-- INPUT DATA follows --

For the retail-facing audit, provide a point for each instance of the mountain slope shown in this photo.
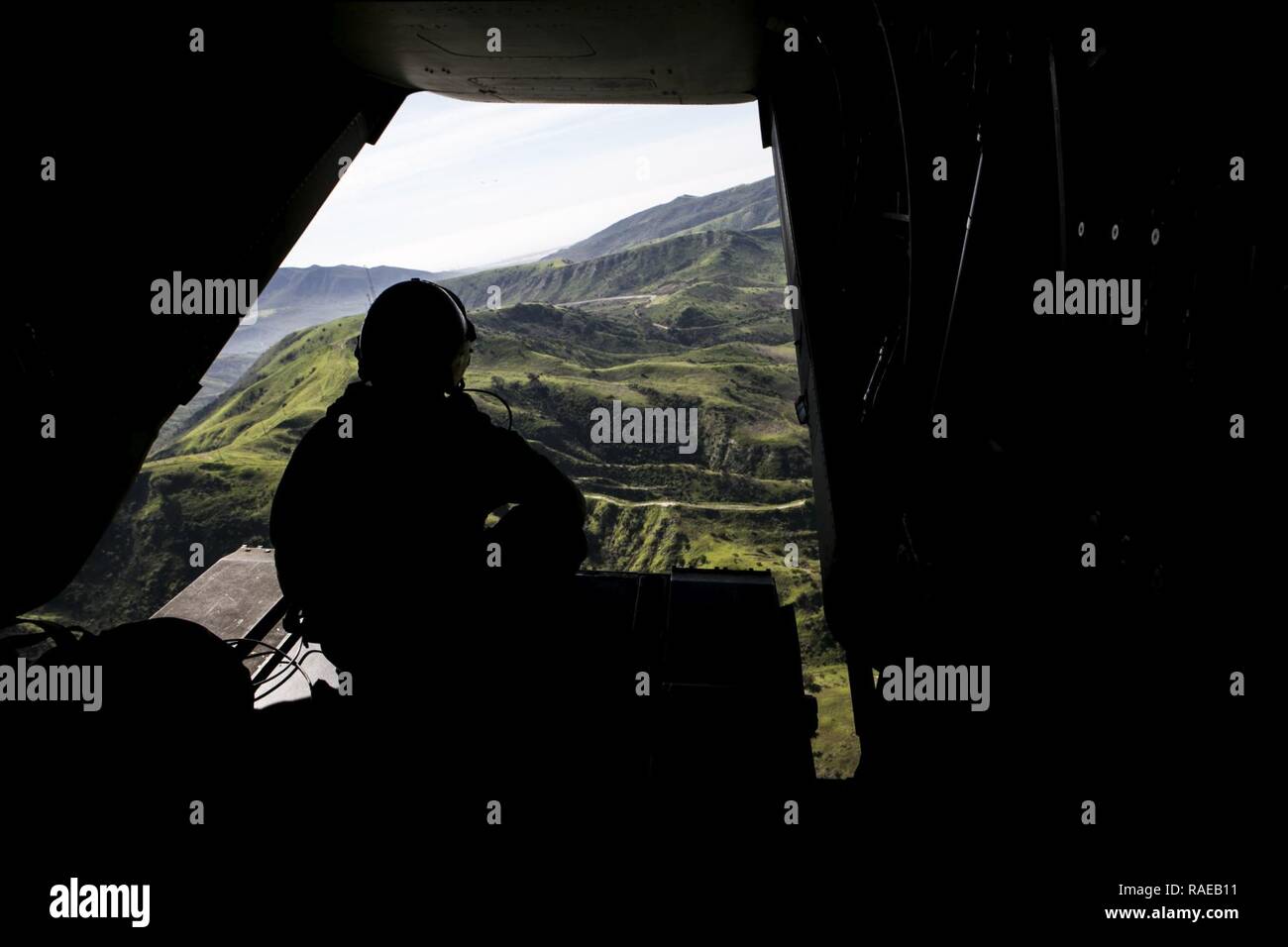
(738, 208)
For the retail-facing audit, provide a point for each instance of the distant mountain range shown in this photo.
(296, 298)
(741, 208)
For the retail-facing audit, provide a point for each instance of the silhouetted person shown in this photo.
(378, 519)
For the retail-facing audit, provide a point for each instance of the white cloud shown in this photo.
(455, 184)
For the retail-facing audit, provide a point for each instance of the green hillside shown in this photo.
(739, 208)
(711, 333)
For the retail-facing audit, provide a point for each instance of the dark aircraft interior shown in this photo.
(932, 165)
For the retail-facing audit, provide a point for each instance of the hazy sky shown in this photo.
(454, 184)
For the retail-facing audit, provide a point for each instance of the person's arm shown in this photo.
(515, 474)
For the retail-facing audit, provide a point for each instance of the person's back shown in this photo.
(378, 518)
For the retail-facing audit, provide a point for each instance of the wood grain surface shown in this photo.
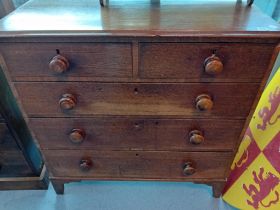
(86, 60)
(231, 100)
(138, 164)
(186, 60)
(109, 133)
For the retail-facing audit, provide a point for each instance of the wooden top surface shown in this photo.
(138, 17)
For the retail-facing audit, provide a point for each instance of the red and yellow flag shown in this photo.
(254, 182)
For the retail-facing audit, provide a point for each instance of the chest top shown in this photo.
(138, 18)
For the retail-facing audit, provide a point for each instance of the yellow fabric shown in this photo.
(254, 182)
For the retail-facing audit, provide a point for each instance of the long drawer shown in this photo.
(232, 100)
(137, 165)
(186, 60)
(136, 134)
(84, 59)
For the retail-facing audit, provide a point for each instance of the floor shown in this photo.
(116, 195)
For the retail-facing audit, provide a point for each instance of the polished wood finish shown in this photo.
(86, 59)
(59, 64)
(85, 164)
(196, 137)
(213, 65)
(137, 164)
(157, 99)
(187, 60)
(132, 133)
(189, 169)
(67, 102)
(87, 18)
(77, 136)
(204, 102)
(161, 92)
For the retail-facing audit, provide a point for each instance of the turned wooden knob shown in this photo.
(77, 136)
(213, 65)
(204, 102)
(59, 64)
(196, 137)
(188, 169)
(85, 164)
(67, 101)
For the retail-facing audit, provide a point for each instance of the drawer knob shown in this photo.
(204, 102)
(77, 136)
(67, 101)
(196, 137)
(213, 65)
(188, 169)
(59, 64)
(85, 164)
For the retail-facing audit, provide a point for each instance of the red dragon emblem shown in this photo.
(266, 186)
(266, 113)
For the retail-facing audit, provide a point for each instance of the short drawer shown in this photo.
(87, 99)
(137, 165)
(241, 62)
(13, 164)
(109, 133)
(82, 60)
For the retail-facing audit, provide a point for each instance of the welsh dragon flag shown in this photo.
(254, 182)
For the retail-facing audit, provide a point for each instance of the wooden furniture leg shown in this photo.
(58, 186)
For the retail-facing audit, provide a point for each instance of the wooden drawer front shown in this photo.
(141, 165)
(135, 134)
(86, 59)
(230, 100)
(13, 164)
(7, 142)
(186, 60)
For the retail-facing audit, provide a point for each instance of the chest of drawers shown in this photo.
(163, 93)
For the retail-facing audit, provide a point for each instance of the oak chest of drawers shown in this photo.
(163, 93)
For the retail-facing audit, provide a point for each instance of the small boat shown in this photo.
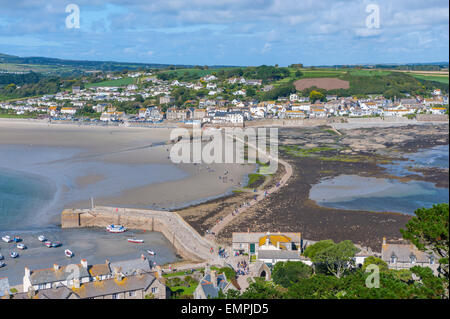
(7, 239)
(115, 228)
(56, 244)
(135, 240)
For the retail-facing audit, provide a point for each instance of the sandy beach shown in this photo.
(118, 166)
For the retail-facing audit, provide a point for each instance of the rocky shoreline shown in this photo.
(317, 153)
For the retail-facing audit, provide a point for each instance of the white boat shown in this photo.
(115, 228)
(135, 240)
(7, 239)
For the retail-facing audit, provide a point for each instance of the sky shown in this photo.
(229, 32)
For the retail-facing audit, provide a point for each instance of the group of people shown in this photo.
(242, 268)
(222, 253)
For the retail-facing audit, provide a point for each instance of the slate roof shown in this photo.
(99, 270)
(404, 252)
(113, 286)
(47, 275)
(278, 254)
(208, 288)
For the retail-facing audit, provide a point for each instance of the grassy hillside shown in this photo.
(118, 82)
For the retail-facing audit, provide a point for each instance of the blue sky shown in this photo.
(229, 32)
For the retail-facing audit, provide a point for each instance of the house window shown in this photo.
(393, 259)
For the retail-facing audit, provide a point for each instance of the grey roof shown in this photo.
(113, 286)
(278, 254)
(404, 252)
(208, 287)
(48, 275)
(131, 267)
(4, 287)
(56, 293)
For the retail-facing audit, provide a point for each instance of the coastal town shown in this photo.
(225, 158)
(98, 104)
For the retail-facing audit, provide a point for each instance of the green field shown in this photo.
(435, 78)
(118, 82)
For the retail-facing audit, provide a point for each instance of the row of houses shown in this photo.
(271, 248)
(130, 279)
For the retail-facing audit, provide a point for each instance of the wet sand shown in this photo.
(112, 165)
(94, 244)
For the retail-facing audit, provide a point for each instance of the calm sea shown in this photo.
(21, 194)
(386, 195)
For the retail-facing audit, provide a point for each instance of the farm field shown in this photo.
(435, 78)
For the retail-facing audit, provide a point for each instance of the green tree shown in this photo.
(290, 272)
(372, 260)
(312, 250)
(337, 258)
(262, 290)
(428, 230)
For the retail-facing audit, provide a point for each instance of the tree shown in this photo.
(372, 260)
(428, 230)
(337, 258)
(262, 290)
(290, 272)
(312, 250)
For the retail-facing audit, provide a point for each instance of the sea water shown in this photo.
(386, 195)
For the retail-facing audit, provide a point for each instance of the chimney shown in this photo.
(214, 278)
(27, 272)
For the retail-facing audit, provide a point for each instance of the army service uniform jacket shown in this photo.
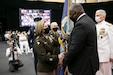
(105, 41)
(47, 49)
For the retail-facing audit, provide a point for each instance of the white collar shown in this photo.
(81, 16)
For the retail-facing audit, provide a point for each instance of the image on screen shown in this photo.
(27, 16)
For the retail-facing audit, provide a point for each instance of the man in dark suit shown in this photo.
(82, 56)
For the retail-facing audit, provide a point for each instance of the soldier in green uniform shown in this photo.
(47, 48)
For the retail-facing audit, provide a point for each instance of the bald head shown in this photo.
(75, 11)
(76, 7)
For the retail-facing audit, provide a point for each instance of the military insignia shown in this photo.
(45, 42)
(108, 24)
(50, 59)
(38, 42)
(102, 31)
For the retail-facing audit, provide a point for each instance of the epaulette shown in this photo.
(108, 24)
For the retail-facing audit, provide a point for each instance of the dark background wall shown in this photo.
(9, 11)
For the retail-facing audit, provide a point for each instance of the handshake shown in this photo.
(61, 57)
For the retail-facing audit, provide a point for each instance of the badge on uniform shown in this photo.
(102, 31)
(38, 43)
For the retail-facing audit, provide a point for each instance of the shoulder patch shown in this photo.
(38, 42)
(108, 24)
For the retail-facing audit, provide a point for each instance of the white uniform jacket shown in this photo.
(105, 41)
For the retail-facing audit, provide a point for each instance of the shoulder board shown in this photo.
(37, 37)
(108, 24)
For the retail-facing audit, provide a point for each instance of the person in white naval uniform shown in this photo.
(105, 43)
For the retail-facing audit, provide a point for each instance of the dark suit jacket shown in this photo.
(82, 56)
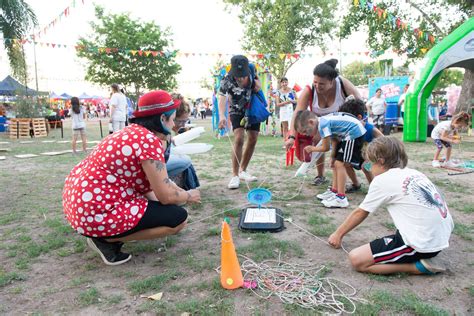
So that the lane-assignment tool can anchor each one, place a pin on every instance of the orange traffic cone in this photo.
(231, 275)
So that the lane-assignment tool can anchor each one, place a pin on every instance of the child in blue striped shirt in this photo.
(346, 135)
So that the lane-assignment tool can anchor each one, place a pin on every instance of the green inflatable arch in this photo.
(455, 50)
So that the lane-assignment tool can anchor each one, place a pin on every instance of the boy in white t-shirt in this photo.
(445, 134)
(417, 208)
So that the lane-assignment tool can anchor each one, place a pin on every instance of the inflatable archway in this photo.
(455, 50)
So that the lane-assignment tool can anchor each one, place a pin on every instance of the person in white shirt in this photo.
(118, 108)
(78, 124)
(417, 208)
(376, 107)
(446, 133)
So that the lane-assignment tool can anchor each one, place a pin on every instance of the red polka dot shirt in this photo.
(104, 194)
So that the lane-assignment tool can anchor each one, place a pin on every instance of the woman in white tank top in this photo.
(324, 97)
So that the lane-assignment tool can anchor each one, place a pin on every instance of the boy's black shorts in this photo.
(392, 249)
(350, 151)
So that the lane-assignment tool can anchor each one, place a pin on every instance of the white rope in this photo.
(302, 285)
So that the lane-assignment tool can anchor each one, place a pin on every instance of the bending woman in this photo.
(121, 191)
(325, 96)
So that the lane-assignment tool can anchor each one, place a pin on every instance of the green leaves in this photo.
(283, 27)
(110, 59)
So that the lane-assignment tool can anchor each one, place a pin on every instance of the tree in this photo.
(436, 17)
(16, 19)
(122, 50)
(276, 28)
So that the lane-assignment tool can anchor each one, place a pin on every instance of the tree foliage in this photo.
(438, 17)
(16, 20)
(121, 33)
(383, 34)
(274, 27)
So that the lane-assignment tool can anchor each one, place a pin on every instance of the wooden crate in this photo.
(39, 127)
(19, 128)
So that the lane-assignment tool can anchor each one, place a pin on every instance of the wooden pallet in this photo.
(19, 128)
(39, 127)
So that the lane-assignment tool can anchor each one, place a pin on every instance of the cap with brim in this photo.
(239, 66)
(155, 102)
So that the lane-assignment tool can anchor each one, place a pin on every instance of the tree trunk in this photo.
(466, 99)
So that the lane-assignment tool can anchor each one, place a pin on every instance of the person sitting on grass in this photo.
(445, 134)
(121, 192)
(346, 133)
(359, 110)
(417, 208)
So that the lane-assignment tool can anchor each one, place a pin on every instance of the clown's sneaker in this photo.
(326, 194)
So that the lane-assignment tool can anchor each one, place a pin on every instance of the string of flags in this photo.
(64, 14)
(395, 21)
(176, 53)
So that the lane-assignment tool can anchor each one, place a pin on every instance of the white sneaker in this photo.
(336, 202)
(326, 194)
(449, 164)
(244, 175)
(234, 183)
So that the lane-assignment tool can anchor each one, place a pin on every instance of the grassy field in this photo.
(47, 268)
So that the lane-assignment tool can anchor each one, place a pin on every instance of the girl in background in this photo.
(78, 125)
(447, 133)
(286, 102)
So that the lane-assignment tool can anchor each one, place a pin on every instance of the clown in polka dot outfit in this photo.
(121, 191)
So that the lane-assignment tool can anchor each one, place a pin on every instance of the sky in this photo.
(202, 26)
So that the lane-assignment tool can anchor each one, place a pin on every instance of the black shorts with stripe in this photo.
(392, 249)
(350, 151)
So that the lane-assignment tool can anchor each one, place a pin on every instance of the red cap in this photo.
(155, 102)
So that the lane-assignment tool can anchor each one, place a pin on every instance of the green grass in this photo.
(464, 231)
(321, 225)
(384, 302)
(88, 297)
(266, 246)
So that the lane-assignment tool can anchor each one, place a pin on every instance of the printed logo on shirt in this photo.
(425, 192)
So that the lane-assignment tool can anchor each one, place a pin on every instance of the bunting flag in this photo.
(64, 14)
(175, 53)
(395, 21)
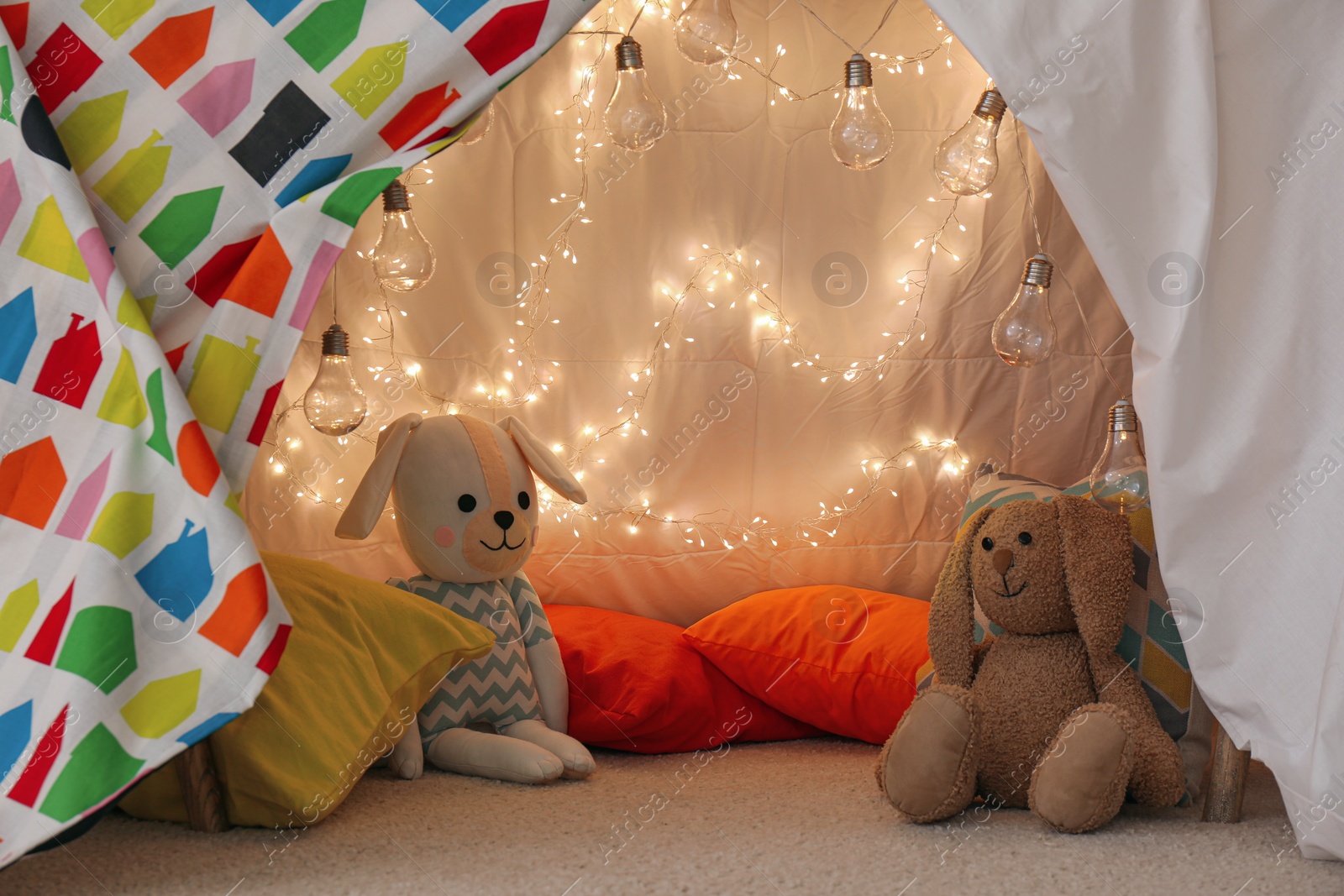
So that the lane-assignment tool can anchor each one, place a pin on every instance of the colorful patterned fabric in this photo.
(176, 181)
(497, 688)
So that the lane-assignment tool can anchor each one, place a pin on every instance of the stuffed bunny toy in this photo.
(1046, 715)
(467, 513)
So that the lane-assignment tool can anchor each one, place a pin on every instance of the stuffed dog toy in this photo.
(467, 513)
(1045, 716)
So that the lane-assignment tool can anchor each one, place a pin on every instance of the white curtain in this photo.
(1198, 148)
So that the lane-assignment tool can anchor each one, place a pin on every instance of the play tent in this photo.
(819, 418)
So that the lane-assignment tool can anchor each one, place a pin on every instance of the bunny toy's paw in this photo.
(407, 758)
(927, 768)
(1081, 781)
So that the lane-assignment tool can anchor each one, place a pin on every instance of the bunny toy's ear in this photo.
(543, 463)
(952, 617)
(370, 499)
(1099, 566)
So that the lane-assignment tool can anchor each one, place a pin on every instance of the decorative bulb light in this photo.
(860, 136)
(968, 159)
(635, 116)
(335, 403)
(1025, 333)
(1120, 479)
(706, 31)
(402, 258)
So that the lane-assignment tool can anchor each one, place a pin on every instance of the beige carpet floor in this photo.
(800, 817)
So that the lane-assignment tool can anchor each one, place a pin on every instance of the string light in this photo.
(537, 374)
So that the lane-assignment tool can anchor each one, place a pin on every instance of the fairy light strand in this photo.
(534, 302)
(1059, 269)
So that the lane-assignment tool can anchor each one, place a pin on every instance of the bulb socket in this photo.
(1038, 271)
(336, 342)
(858, 71)
(628, 54)
(991, 105)
(396, 197)
(1124, 418)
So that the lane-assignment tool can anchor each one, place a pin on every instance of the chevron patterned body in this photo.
(497, 689)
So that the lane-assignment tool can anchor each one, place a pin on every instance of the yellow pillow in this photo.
(362, 660)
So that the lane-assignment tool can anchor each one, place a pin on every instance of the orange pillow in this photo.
(840, 658)
(636, 685)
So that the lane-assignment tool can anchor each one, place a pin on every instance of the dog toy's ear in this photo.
(543, 463)
(370, 497)
(1099, 566)
(952, 620)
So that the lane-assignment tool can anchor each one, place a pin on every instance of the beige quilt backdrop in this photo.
(1196, 145)
(734, 172)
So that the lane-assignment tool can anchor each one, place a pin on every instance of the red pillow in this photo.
(638, 685)
(842, 658)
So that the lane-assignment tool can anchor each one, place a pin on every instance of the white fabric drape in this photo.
(1198, 149)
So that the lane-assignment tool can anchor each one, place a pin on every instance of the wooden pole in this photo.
(1226, 781)
(201, 789)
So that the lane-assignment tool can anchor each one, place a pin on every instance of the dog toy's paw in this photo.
(543, 768)
(407, 758)
(578, 765)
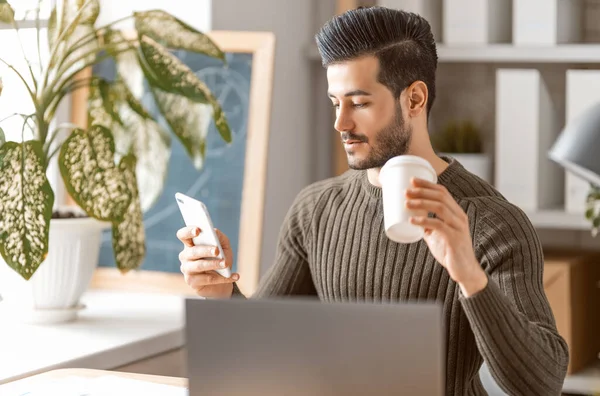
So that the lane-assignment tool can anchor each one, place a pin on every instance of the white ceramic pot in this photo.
(478, 164)
(52, 294)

-- INPUT DATA concluded --

— WHAT NEEDS TO BE DONE —
Every line, from the one holding "pot in this photo." through the last line of the material above, should be transcribed exactly, and no line outside that range.

— FINAL ANSWER —
So that the lane-assignment tool can anchor each one, place a pin on every instance of the white ceramic pot in this photo.
(478, 164)
(52, 294)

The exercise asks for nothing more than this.